# DESCRIPTION OF THE TASK:
Please copy each of the entries below word for word, leaving out the pictures.

# TASK DATA:
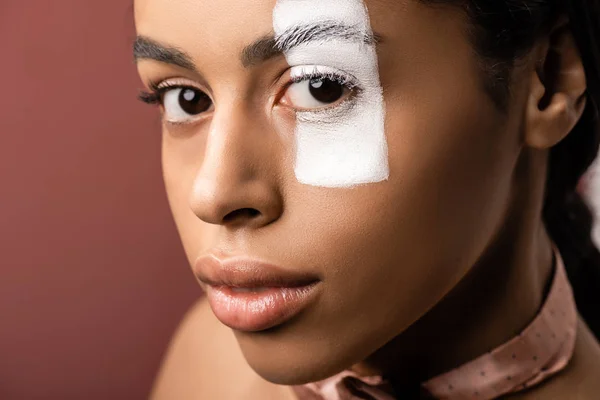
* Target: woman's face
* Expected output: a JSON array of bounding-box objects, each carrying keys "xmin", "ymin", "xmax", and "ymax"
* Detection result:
[{"xmin": 135, "ymin": 0, "xmax": 520, "ymax": 384}]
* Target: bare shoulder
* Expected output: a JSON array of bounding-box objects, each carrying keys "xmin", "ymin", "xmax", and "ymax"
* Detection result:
[{"xmin": 151, "ymin": 299, "xmax": 294, "ymax": 400}]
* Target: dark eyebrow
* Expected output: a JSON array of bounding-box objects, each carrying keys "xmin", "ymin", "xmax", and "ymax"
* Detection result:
[
  {"xmin": 241, "ymin": 21, "xmax": 381, "ymax": 67},
  {"xmin": 133, "ymin": 36, "xmax": 197, "ymax": 72}
]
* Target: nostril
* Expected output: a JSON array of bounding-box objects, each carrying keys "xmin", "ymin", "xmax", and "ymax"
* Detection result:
[{"xmin": 223, "ymin": 208, "xmax": 260, "ymax": 222}]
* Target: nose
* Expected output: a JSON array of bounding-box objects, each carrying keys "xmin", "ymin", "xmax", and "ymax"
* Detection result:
[{"xmin": 190, "ymin": 104, "xmax": 283, "ymax": 228}]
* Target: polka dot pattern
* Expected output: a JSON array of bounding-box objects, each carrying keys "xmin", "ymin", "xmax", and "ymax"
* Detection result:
[
  {"xmin": 293, "ymin": 245, "xmax": 577, "ymax": 400},
  {"xmin": 423, "ymin": 250, "xmax": 577, "ymax": 400}
]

# SOLUTION FOR THIS EXERCISE:
* Target: woman's face
* Expected output: a JSON array of bounding-box objects, each carrying keys "xmin", "ymin", "xmax", and "ymax"
* Detection result:
[{"xmin": 135, "ymin": 0, "xmax": 520, "ymax": 384}]
* Target: bare shoulder
* Expected output: a JSON array of bounding-box objects, each carrying keys "xmin", "ymin", "xmax", and "ymax"
* Detection result:
[{"xmin": 151, "ymin": 299, "xmax": 294, "ymax": 400}]
* Target: dark eyebrow
* Expected output: a JSON array of bounding-box objects, each carrying keys "xmin", "ymin", "xmax", and "ymax"
* Detection result:
[
  {"xmin": 241, "ymin": 21, "xmax": 381, "ymax": 67},
  {"xmin": 133, "ymin": 36, "xmax": 197, "ymax": 72}
]
* Target: nostril
* Expected output: a JSON array of bounding-box objects, each carrying keys "xmin", "ymin", "xmax", and "ymax"
* Detection result:
[{"xmin": 223, "ymin": 208, "xmax": 260, "ymax": 222}]
* Target: nose
* Expected output: a JSON array of bounding-box objects, each carrying keys "xmin", "ymin", "xmax", and "ymax"
* Detection result:
[{"xmin": 190, "ymin": 104, "xmax": 283, "ymax": 228}]
* Target: polka dot pattern
* Expected output: a JSON array of bounding-box objects, each carrying keys "xmin", "ymin", "xmax", and "ymax"
* Detection result:
[
  {"xmin": 293, "ymin": 245, "xmax": 577, "ymax": 400},
  {"xmin": 423, "ymin": 250, "xmax": 577, "ymax": 400}
]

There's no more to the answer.